## WHAT TO WORK ON:
1. Please copy the June 2021 blog post word for word, starting at "I moved 550" and ending at "motion and progress.".
2. Summarize the June 2021 blog post in two sentences.
3. Pick up the June 2021 blog post after its last sentence and keep writing it.

## TEXT BLOCK:
================
June 2021
- missjosaphine
- Jul 1, 2021
- 3 min read
My mind hasn’t been able to settle because everything is a muddle. So this is my muddle post, because June 2021 is the month that everything has changed. I’ve exhausted myself with ideas but for continuity I need to mark this time. I need something to stay the same and 2021 is the year that I write one blog post a month. So, that dear reader is what I will do. This one is for me.

I moved 550 miles to somewhere I thought I knew. But while I’ve been on my little life treadmill change has been in the air. Now that we have more freedom to breath, I notice people desperately fighting for things to return to what they were and others fighting for new. But I don’t know which camp I belong to. It’s such a cliché but I’ve taken on this title of mum and with it my whole identity has morphed. I found a lace see-through bodysuit when I was moving. A few years ago I wore it without a bra and just a pair of shorts. I’ve kept it. When I’m ready, I’ll let it go. Change brings about goodbyes, which is sad but I know change isn’t always a bad thing. I sought change because nothing is ever perfect yet I can’t help but strive for perfection. It's my way. So I need change to bring flux and motion and progress.

But now, I’m grieving the things that I didn’t want to change. The sacrifices.
People are daring to ask each other how it’s been and I realise I found real peace in the depth of the pandemic. That sounds selfish as people were dying, I know. But I’ve never allowed myself to slow down and when the world forced me to, I found it easy. But I had just had a baby and it’s impossible to separate those experiences. There was no FOMO for me because the most important thing was happening right there, in my body, in my house. Everything outside was miserable. But before the pandemic I didn’t live in a miserable world. Or rather, my world wasn’t miserable. I didn't expect to bring a baby into a miserable world.
================
## DATASET RECORDS:
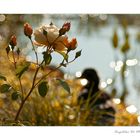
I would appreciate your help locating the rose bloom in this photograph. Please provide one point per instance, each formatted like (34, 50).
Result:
(49, 38)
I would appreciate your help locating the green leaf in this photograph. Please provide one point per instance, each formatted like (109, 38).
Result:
(43, 89)
(8, 50)
(64, 85)
(5, 88)
(15, 95)
(21, 69)
(2, 77)
(78, 54)
(47, 58)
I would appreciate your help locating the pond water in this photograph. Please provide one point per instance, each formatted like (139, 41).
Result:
(97, 52)
(95, 41)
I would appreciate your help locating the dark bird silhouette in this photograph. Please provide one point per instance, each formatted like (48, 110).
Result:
(99, 102)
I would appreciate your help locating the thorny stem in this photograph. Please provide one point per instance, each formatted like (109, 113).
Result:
================
## SOLVED TASKS:
1.
I moved 550 miles to somewhere I thought I knew. But while I’ve been on my little life treadmill change has been in the air. Now that we have more freedom to breath, I notice people desperately fighting for things to return to what they were and others fighting for new. But I don’t know which camp I belong to. It’s such a cliché but I’ve taken on this title of mum and with it my whole identity has morphed. I found a lace see-through bodysuit when I was moving. A few years ago I wore it without a bra and just a pair of shorts. I’ve kept it. When I’m ready, I’ll let it go. Change brings about goodbyes, which is sad but I know change isn’t always a bad thing. I sought change because nothing is ever perfect yet I can’t help but strive for perfection. It's my way. So I need change to bring flux and motion and progress.

2. The writer marks June 2021, a month when everything changed, with the year's monthly post after moving 550 miles and finding that becoming a mum has morphed a whole identity. Unsure whether to side with people fighting for the old ways or those fighting for something new, the writer grieves the sacrifices of change and admits having found real peace in the depth of the pandemic, when the world forced a slowdown.

3.
So it is my responsibility to show him joy. I need to find my place by taking baby steps in a new, joyful world. Soon enough, I’ll be up and running again and I’ll forget to slow down.
So, for now that’s what I’ll do. Slow down. Do less. There are no epiphanies here. No eureka moments. Just pause. This is my space to be. In being, I’m looking for a piece of me*. A piece that I recognise and that I like and that I can take forward into my new world. I certainly don’t want a now well used nip to slip but maybe with a tweak here or a cover-up there that lace body suit can give me the support I need to be a new version of the old me. A new me in this new place. It’s a lot to ask of New Look though.
Perhaps I am hanging onto something that isn’t fit for my purpose anymore? But when the time is right, I'll give it up. And a lovely new pair of tits can occupy that space.
*Sidenote… have you been keeping up with Britney? What a fucking disaster zone this world is. Follow her story and tell me the patriarchy doesn’t exist.